Parent groups across Scotland have come together to demand “immediate action to protect children” from Covid in schools.
A letter from Long Covid Kids, Zero Covid Scotland, Clean Air for Class and Better Indoors cited record numbers of positive cases among pupils this term.
And they claim that Scotland is falling behind school safety standards set by the World Health Organisation.
An Aberdeenshire mum whose daughter was hit by long Covid is among those fighting for more resources.
The charities say record numbers of children are getting Covid and are demanding dramatic changes at Scotland’s schools.
The groups are asking for improvements from better ventilation to the return of self-isolation for classroom contacts.
Long struggles with long Covid
Long Covid Kids spokeswoman and trustee, Aberdeenshire mum Helen Goss, has been fighting for more resources to treat long Covid.
When Covid hit her family in April of last year, everyone escaped the most severe symptoms. But then, about four weeks after they thought they were in the clear, her eight-year-old daughter developed severe, lingering symptoms.
Ms Goss and the other parent representatives want to change the way we discuss Covid-19 and children. In their letter, the group says there is a tendency to discuss Covid-19 cases in children in the extremes – either ‘mild’ or fatal.
But that not only trivialises the symptoms of sick children, they said. It also runs the risk of ignoring the effects of long Covid.
Is Scotland lagging behind WHO?
The four advocacy groups called for “immediate action to protect children.”
They say Scottish school safety guidelines don’t meet guidelines created by the World Health Organisation.
The WHO recommends that students keep to one-metre social distancing in and out of class. When it comes to masks, the WHO has different guidelines for different age groups:
- Children older than 12 should follow the rules for adults
- Mask-wearing in children between 6-12 should be based on associated risks. These include underlying conditions and whether masks will disrupt learning.
- There should be no mask requirements for children younger than 5.
In Scotland, the current government guidelines exempt children under 12 from mask requirements.

Brief
Pick up the article on Scottish parent groups and Covid safety in schools after its last sentence and carry it forward.

Data provided
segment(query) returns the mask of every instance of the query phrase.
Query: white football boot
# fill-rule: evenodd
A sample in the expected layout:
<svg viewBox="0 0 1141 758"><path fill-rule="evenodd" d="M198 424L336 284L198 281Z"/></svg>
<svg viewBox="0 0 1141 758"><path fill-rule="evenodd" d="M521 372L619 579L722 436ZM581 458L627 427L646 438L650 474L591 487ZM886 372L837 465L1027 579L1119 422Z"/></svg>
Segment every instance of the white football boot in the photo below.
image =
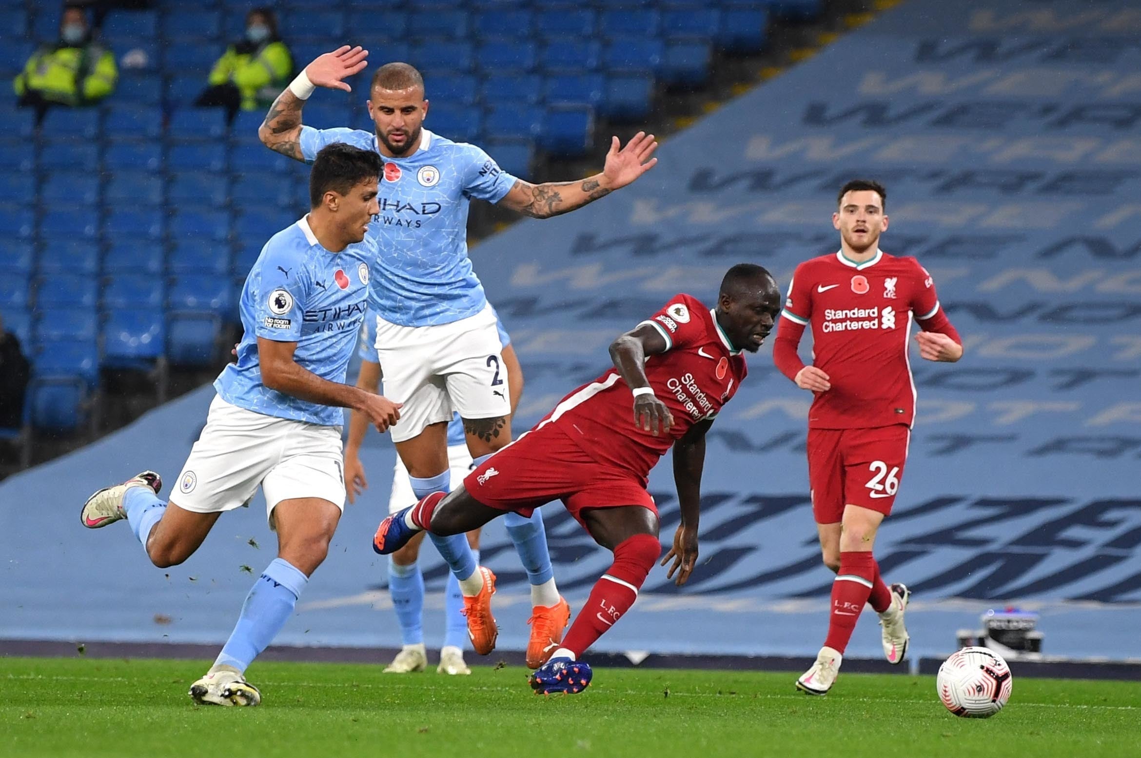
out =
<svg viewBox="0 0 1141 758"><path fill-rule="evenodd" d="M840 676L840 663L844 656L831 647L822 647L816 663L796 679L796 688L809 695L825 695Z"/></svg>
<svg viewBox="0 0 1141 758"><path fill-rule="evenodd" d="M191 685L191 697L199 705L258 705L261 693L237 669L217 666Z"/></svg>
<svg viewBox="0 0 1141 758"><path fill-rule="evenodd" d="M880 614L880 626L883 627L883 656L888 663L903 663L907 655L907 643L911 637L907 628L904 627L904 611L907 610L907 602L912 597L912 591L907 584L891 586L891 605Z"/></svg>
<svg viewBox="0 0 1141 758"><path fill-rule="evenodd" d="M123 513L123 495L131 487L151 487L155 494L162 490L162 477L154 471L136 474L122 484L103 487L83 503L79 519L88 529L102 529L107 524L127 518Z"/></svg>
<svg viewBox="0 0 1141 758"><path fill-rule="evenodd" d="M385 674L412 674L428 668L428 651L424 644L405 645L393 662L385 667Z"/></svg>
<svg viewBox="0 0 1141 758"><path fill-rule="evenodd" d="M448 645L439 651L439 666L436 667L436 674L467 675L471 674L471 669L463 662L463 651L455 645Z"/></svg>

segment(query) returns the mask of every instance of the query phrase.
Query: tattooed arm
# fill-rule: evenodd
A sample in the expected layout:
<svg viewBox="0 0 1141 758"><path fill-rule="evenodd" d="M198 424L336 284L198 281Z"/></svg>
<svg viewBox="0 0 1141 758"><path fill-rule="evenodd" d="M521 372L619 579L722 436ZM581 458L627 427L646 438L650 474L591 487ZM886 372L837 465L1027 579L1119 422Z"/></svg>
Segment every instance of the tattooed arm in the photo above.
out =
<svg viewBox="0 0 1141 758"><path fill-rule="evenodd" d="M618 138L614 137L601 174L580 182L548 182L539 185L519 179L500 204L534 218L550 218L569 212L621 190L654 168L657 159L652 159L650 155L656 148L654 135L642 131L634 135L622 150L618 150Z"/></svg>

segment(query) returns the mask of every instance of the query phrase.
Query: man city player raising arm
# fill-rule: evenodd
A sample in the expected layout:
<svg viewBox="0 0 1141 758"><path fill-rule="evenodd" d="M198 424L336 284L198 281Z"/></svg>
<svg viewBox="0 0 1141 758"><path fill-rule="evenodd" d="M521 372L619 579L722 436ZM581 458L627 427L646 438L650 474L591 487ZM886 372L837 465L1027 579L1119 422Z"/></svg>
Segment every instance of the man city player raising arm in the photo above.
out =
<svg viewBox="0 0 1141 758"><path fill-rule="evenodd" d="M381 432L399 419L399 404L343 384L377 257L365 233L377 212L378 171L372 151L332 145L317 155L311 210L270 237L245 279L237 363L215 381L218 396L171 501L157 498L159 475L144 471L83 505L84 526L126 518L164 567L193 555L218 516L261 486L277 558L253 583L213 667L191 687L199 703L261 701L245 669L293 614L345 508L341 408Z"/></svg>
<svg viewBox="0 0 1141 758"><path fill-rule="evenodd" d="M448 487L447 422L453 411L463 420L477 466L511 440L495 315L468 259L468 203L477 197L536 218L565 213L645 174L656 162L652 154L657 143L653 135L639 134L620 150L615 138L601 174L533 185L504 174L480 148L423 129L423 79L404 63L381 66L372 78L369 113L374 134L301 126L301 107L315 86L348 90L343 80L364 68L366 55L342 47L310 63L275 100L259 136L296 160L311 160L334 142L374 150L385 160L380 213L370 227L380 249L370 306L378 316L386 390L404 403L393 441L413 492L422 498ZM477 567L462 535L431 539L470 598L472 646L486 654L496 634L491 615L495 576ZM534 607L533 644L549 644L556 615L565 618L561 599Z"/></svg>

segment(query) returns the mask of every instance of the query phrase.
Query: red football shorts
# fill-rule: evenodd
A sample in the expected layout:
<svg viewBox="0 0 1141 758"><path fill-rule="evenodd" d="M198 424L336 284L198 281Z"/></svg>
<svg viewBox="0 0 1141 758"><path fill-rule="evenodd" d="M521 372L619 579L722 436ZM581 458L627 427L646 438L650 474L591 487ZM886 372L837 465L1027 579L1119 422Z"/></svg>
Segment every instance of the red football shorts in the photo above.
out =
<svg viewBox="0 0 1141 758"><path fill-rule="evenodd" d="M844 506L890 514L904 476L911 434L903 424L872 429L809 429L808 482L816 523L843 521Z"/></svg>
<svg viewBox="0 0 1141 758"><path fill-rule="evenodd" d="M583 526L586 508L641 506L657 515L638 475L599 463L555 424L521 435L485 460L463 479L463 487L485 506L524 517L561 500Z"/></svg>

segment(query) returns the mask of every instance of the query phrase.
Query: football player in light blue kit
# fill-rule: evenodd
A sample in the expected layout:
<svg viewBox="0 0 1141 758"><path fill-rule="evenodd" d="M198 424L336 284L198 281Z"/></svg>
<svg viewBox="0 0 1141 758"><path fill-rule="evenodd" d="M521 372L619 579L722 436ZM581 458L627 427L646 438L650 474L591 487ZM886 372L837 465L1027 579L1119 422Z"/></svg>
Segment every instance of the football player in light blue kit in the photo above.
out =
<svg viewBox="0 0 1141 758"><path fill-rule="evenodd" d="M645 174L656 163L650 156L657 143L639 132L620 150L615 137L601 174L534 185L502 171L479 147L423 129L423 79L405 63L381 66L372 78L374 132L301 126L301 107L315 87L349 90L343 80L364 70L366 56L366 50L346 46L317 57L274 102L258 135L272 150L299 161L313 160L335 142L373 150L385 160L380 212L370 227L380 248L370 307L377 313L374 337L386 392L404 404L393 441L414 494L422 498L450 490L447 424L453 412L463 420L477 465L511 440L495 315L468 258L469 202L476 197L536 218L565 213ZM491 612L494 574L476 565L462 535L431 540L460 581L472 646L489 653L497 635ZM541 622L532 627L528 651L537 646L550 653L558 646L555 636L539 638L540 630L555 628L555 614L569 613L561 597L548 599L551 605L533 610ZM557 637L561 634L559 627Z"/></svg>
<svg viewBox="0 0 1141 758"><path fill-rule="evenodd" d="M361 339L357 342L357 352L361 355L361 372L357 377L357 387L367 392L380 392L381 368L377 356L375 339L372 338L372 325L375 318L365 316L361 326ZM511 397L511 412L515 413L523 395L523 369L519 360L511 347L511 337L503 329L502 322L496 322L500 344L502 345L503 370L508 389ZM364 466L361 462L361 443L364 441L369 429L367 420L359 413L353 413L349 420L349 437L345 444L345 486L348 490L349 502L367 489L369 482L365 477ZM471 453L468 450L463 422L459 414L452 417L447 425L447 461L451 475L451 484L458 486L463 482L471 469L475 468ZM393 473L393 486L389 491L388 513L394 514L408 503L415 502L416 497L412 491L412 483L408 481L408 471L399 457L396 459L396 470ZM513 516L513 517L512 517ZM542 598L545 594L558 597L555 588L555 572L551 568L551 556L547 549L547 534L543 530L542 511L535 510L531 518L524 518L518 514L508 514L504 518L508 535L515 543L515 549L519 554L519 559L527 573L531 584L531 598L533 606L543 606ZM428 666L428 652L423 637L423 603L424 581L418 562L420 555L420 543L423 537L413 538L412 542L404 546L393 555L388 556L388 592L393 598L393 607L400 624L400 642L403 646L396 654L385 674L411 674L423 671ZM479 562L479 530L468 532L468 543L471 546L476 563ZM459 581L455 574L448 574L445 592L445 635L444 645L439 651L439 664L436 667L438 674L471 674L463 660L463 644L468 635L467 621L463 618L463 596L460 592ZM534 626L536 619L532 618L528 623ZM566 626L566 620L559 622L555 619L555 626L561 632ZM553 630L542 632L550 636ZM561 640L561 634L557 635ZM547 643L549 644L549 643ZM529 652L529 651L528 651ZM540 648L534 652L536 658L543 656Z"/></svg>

Answer box
What is the government’s response?
A spokesperson for the Scottish Government said that current guidelines combine education and safety concerns.
They said the current safety “mitigations” are “based upon expert public health and clinical advice” and were developed with the Covid-19 Education Recovery Group.
They added: “Our aim throughout the pandemic has been to ensure continuity of learning while also protecting the health of pupils, the workforce and their families.”
Covid-19 spike accompanied Autumn term
The parent groups also presented data from Public Health Scotland which shows a recent spike in cases.
44,953 children younger than 15 have tested positive for Covid-19 since classes resumed in August.
That’s close to half of the 88,014 positive cases in that age group since the start of the pandemic.
The parent groups believe the changes in self-isolation rules and late adoption of a vaccine program for 12- to 15-year-olds contributed to the recent spike in Covid-19 cases in schools. They called for “urgent action” to make schools safer.
“Our concerns are well-founded, and to be advised “not to worry” is dismissive, patronising, and ineffective. We want to keep schools open and for our children to access education and socialise with peers, however, we believe that not enough is currently being done to reduce the likelihood of them becoming infected with SARS-CoV-2 in the classroom.”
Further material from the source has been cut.